**Work order 1**
In the PostGIS blog text, how long does a full US + Canada data load take on the PostGIS version?
**Work order 2**
Rewrite the stretch of the PostGIS blog text from "I probably shouldn’t" through "and the device.)", swapping "freeware developer" for "hobbyist developer".

I’ve got a few ideas on how to use the spatial capability of PostGIS to improve that query, so I’m going to have to run a few tests. The first few ideas I’ve had aren’t showing major improvements in “explain”. It looks like the whole “type in … or ((chart_map & NN) != 0)” is going to force a sequential scan on waypoint no matter what I do. Hmmm.

Back to the drawing board

In order to support a new product development I mentioned in an earlier blog post, I re-did my existing waypoint database as a PostGIS geographical database. I also added some foreign keys and some other cleanup that I’ve been meaning to do for a while. But obviously, I don’t want to support two databases, so today I’ve been converting one of my existing waypoint generator perl scripts to use the new PostGIS database instead of the MySQL database it was on before, but without any actual GIS functionality. And Houston? We have a problem. Doing a full US + Canada data load on the MySQL version takes about a minute and a half. Doing the same load on the PostGIS version takes twenty five minutes. Something tells me that I need to make some adjustments here.

This could work

I probably shouldn’t give too many details, but I’ve been in talks with a certain freeware developer over developing a flight planning application for a web connected hand-held device. (Anybody who knows anything about me can probably guess the developer and the device.)

**Data**

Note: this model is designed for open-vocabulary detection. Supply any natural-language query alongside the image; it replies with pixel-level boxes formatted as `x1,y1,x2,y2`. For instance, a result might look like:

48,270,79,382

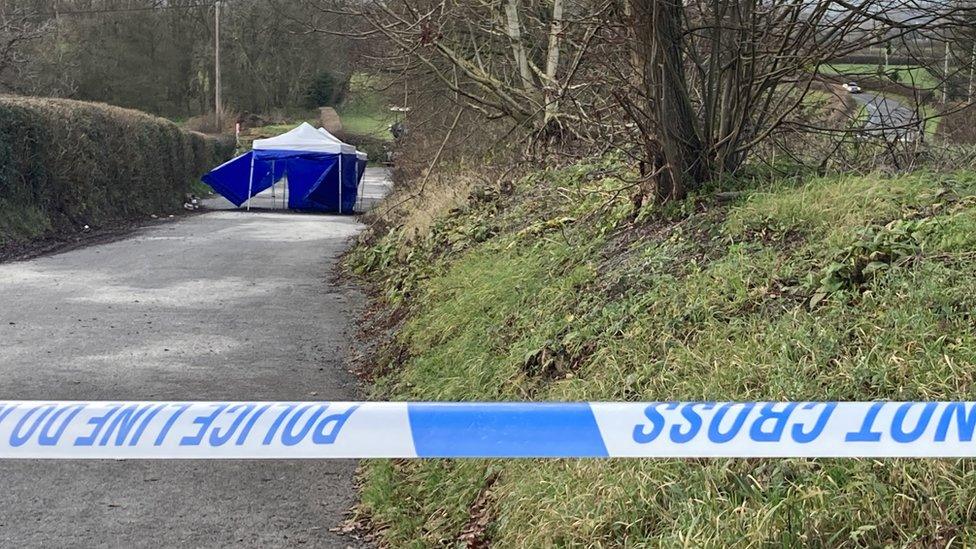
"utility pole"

**Written response 1**
Twenty five minutes.

**Written response 2**
I probably shouldn’t give too many details, but I’ve been in talks with a certain hobbyist developer over developing a flight planning application for a web connected hand-held device. (Anybody who knows anything about me can probably guess the developer and the device.)